# [THE REQUEST]
Could you give the entries below as a Markdown table with the columns "Row" and "Line", beginning at the line that contains "Point out the man" and continuing through the end of the entries? Leave out blank lines and any pictures.

Coordinate labeling data
★ ★ ★ ★

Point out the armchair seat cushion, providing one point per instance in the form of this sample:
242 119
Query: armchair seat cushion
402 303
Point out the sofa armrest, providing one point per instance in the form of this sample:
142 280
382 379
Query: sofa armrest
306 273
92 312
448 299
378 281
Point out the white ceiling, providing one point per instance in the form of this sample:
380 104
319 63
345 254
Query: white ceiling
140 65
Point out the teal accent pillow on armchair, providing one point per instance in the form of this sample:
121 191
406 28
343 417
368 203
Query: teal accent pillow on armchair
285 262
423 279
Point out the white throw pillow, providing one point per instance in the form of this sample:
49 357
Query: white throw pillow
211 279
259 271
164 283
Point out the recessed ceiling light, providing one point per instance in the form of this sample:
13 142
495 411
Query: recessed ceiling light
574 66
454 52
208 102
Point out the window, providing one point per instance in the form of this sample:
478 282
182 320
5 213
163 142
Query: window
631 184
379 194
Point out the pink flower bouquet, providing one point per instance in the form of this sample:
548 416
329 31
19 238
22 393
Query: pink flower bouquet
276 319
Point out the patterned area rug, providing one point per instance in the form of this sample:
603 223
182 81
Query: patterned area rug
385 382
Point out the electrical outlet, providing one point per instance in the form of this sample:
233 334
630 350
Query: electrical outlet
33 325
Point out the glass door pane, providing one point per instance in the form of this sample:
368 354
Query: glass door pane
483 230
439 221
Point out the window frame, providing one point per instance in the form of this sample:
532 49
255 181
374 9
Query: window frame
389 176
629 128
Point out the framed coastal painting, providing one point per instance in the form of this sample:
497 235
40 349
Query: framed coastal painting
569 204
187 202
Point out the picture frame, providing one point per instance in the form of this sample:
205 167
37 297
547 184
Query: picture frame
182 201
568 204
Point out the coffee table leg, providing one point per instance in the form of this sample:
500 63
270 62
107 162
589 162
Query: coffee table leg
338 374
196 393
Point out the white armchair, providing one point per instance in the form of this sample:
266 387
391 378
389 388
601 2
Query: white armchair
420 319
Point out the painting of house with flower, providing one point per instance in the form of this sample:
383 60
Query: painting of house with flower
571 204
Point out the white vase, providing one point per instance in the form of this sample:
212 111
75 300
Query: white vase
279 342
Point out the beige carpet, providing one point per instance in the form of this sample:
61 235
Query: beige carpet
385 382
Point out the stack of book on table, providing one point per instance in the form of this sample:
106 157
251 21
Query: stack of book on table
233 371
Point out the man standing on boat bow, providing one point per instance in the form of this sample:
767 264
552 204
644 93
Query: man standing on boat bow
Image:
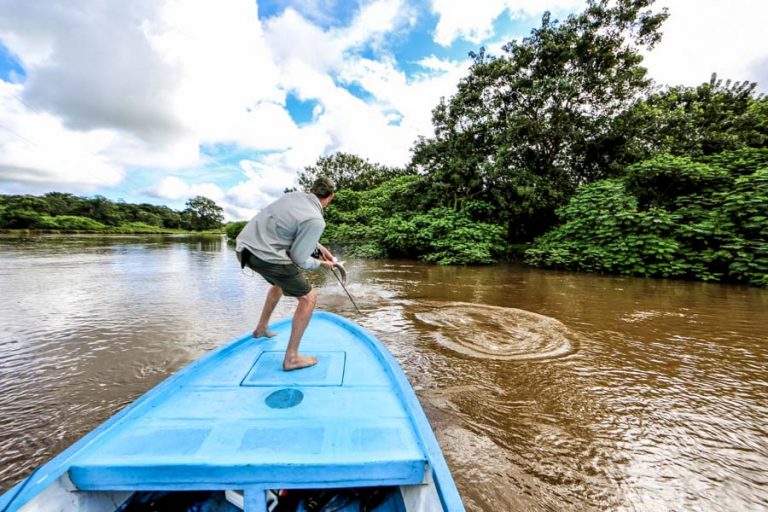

★ ★ ★ ★

# [WORKED SOLUTION]
| Row | Line |
|---|---|
| 1 | Point out the man standing on boat bow, providing one point per instance in the form of this sample: |
| 2 | 767 264 |
| 3 | 552 204 |
| 4 | 644 93 |
| 5 | Query: man standing on boat bow |
| 6 | Image: |